Records provided.

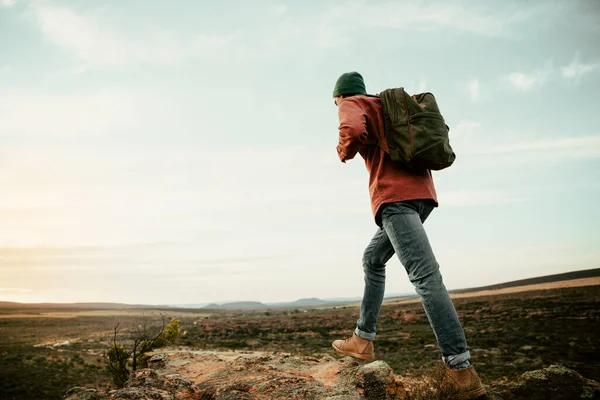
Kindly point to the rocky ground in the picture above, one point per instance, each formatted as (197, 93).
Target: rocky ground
(208, 375)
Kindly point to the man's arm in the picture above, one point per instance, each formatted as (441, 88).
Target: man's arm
(352, 129)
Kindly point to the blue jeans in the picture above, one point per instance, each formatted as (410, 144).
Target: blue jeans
(403, 233)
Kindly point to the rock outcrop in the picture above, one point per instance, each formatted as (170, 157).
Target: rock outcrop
(206, 375)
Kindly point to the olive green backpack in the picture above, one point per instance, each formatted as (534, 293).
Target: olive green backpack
(415, 131)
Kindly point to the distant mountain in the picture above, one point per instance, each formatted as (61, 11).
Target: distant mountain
(308, 302)
(567, 276)
(95, 306)
(237, 305)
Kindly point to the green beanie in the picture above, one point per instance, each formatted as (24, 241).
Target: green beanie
(348, 84)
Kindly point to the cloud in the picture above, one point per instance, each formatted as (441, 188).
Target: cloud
(535, 152)
(583, 144)
(525, 82)
(473, 89)
(464, 128)
(68, 114)
(468, 198)
(421, 17)
(576, 69)
(94, 43)
(279, 9)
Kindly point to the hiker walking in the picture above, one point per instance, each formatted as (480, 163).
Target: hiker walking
(401, 200)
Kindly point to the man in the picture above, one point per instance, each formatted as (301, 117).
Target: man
(401, 202)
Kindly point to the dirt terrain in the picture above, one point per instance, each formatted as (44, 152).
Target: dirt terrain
(509, 333)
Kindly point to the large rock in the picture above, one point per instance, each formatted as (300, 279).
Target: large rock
(205, 375)
(554, 382)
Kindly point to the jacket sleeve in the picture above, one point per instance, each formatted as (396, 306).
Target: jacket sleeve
(352, 129)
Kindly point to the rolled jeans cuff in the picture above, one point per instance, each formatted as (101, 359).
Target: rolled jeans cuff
(453, 360)
(364, 335)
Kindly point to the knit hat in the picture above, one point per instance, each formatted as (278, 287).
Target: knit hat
(348, 84)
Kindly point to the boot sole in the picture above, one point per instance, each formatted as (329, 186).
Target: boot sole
(477, 393)
(356, 355)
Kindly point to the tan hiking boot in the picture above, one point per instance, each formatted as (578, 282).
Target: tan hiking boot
(355, 347)
(464, 382)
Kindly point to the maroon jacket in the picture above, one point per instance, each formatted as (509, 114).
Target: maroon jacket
(360, 120)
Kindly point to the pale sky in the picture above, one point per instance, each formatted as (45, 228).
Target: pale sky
(184, 152)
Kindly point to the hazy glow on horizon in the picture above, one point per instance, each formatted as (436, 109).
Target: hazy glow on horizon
(186, 154)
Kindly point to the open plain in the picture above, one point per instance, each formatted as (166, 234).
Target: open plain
(45, 351)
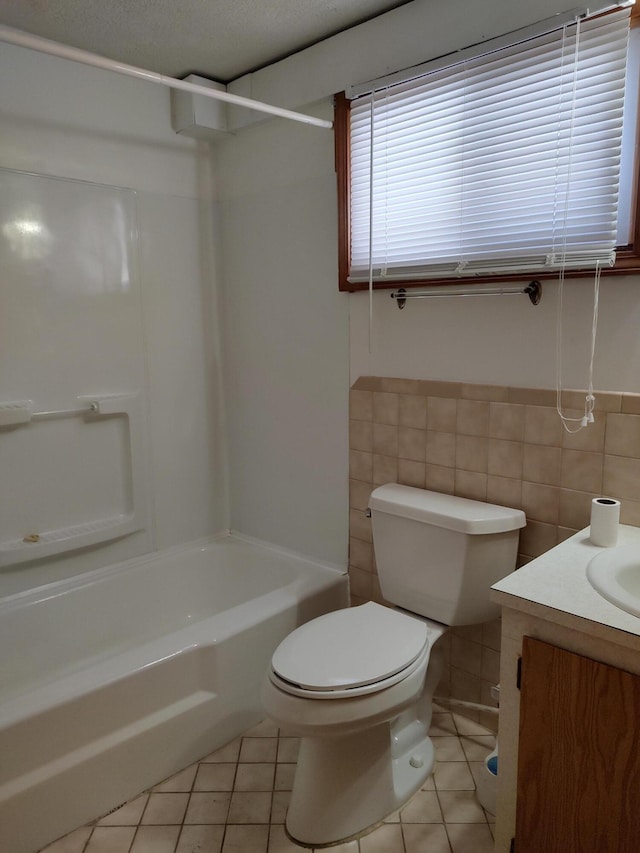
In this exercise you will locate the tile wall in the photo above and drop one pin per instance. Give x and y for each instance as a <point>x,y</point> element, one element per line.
<point>498,444</point>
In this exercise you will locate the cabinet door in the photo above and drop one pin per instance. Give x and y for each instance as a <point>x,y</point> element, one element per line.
<point>579,755</point>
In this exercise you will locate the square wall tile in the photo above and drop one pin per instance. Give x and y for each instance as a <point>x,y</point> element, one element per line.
<point>541,464</point>
<point>505,458</point>
<point>441,414</point>
<point>412,444</point>
<point>506,420</point>
<point>582,470</point>
<point>411,473</point>
<point>621,478</point>
<point>623,435</point>
<point>440,479</point>
<point>385,469</point>
<point>361,405</point>
<point>412,411</point>
<point>441,448</point>
<point>472,417</point>
<point>386,408</point>
<point>385,439</point>
<point>472,453</point>
<point>543,426</point>
<point>540,502</point>
<point>361,435</point>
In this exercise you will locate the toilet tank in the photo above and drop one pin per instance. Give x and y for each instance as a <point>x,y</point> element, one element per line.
<point>437,555</point>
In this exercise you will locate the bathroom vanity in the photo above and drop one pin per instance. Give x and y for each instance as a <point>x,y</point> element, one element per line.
<point>569,739</point>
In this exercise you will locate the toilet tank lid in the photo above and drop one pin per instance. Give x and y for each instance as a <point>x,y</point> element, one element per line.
<point>452,512</point>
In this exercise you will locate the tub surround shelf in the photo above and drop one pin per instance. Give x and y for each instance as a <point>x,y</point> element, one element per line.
<point>34,544</point>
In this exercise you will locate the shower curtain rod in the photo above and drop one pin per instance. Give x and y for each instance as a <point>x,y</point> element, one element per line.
<point>533,290</point>
<point>42,45</point>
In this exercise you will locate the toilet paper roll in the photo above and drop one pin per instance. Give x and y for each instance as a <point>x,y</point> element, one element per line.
<point>605,518</point>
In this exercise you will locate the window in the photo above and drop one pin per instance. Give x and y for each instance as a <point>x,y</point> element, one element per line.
<point>502,165</point>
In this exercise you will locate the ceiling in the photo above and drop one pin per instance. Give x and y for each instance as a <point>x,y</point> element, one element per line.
<point>220,39</point>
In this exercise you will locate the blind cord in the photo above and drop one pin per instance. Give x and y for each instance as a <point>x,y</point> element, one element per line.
<point>573,425</point>
<point>371,129</point>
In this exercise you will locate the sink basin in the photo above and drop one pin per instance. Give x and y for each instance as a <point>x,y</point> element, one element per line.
<point>615,574</point>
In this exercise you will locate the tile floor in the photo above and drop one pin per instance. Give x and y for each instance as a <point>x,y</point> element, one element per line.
<point>235,800</point>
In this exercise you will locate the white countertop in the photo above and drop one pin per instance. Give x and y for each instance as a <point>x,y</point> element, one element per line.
<point>558,580</point>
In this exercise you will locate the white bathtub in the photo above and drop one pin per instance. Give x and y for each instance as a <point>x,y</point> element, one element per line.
<point>115,680</point>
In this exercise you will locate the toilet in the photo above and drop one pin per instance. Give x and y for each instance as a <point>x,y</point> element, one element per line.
<point>356,685</point>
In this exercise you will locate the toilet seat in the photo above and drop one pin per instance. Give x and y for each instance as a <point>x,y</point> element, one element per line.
<point>350,652</point>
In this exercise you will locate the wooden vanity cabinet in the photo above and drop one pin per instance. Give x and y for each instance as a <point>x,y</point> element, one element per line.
<point>578,766</point>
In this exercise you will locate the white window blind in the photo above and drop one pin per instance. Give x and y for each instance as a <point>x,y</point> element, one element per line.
<point>508,162</point>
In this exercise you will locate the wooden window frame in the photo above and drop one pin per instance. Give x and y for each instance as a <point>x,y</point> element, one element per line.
<point>627,257</point>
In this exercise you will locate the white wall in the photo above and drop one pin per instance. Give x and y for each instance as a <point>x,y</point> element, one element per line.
<point>488,340</point>
<point>63,119</point>
<point>503,340</point>
<point>286,343</point>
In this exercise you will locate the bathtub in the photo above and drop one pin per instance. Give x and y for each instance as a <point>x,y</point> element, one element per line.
<point>115,680</point>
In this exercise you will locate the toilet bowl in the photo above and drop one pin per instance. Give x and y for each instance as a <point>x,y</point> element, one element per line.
<point>363,716</point>
<point>356,685</point>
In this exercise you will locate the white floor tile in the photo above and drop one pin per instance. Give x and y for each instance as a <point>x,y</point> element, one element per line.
<point>235,801</point>
<point>165,809</point>
<point>127,815</point>
<point>258,749</point>
<point>72,843</point>
<point>246,839</point>
<point>470,838</point>
<point>448,748</point>
<point>423,807</point>
<point>208,807</point>
<point>254,777</point>
<point>111,839</point>
<point>461,807</point>
<point>215,777</point>
<point>453,776</point>
<point>200,839</point>
<point>182,781</point>
<point>254,807</point>
<point>155,839</point>
<point>385,839</point>
<point>420,838</point>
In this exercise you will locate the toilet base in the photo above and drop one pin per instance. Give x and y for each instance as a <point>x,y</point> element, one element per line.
<point>346,785</point>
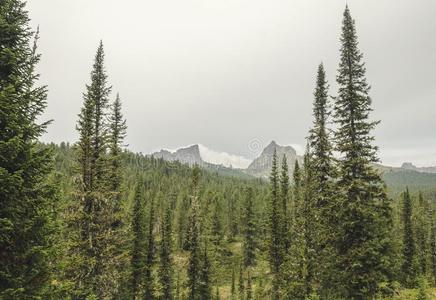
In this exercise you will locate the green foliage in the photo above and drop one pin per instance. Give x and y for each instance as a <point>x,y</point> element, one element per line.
<point>28,198</point>
<point>422,291</point>
<point>249,243</point>
<point>363,241</point>
<point>166,263</point>
<point>409,247</point>
<point>139,238</point>
<point>275,237</point>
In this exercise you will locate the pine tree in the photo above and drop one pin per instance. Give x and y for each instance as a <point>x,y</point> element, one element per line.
<point>150,254</point>
<point>422,289</point>
<point>319,140</point>
<point>363,242</point>
<point>117,133</point>
<point>422,230</point>
<point>217,293</point>
<point>241,285</point>
<point>204,285</point>
<point>284,195</point>
<point>409,247</point>
<point>275,241</point>
<point>249,244</point>
<point>26,225</point>
<point>432,246</point>
<point>139,238</point>
<point>233,285</point>
<point>249,287</point>
<point>216,226</point>
<point>166,264</point>
<point>194,265</point>
<point>97,272</point>
<point>323,179</point>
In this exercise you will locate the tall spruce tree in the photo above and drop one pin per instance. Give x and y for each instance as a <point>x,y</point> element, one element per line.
<point>241,284</point>
<point>204,284</point>
<point>422,230</point>
<point>249,243</point>
<point>233,284</point>
<point>97,271</point>
<point>117,133</point>
<point>308,226</point>
<point>138,241</point>
<point>275,238</point>
<point>322,169</point>
<point>363,241</point>
<point>249,293</point>
<point>150,253</point>
<point>166,263</point>
<point>432,243</point>
<point>409,246</point>
<point>284,196</point>
<point>194,262</point>
<point>26,195</point>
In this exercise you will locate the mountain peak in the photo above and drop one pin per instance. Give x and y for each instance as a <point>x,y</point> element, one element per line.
<point>261,166</point>
<point>189,155</point>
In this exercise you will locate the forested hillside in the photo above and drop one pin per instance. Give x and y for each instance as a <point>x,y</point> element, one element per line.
<point>91,220</point>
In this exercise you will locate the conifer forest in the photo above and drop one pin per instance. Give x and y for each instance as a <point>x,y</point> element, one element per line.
<point>91,219</point>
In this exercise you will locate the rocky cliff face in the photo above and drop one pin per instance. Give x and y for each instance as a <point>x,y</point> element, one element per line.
<point>189,155</point>
<point>261,166</point>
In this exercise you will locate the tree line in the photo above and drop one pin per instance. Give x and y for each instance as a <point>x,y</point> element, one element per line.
<point>94,221</point>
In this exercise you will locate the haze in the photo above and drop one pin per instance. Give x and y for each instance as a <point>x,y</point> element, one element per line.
<point>231,73</point>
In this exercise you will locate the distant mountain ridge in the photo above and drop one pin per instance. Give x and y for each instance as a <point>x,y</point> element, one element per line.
<point>410,166</point>
<point>189,155</point>
<point>261,166</point>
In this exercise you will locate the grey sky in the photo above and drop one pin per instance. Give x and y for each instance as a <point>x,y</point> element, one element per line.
<point>224,73</point>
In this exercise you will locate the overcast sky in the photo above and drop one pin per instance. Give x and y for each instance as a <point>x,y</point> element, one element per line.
<point>235,74</point>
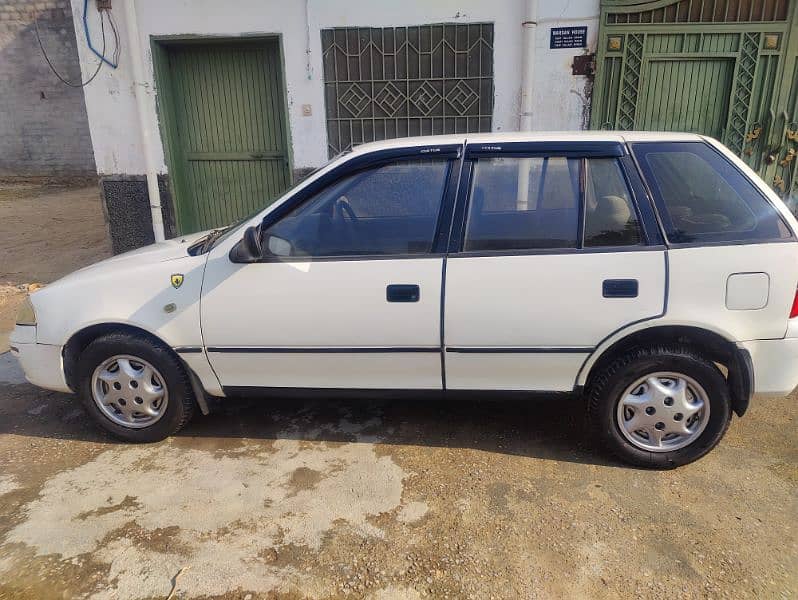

Exercise. Please set down exactly the lines from the first line of the data above through the line with "Kindly point to the olive", both included, leaving out the pictures.

Problem solution.
Kindly point to the rocky ground in the picture above, one point per instance, each formatted as (197, 93).
Target: rocky ground
(208, 375)
Kindly point to the man's arm in the picture above, one point per instance, each formatted as (441, 88).
Target: man's arm
(352, 129)
Kindly point to the blue jeans in the picture above, one point per instance, each formatted as (410, 144).
Target: blue jeans
(403, 233)
Kindly point to the rock outcrop in the picture above, one point per instance, each formatted as (170, 157).
Target: rock outcrop
(206, 375)
Kindly point to the olive green backpack in the picture above, one point per instance, each formatted as (534, 293).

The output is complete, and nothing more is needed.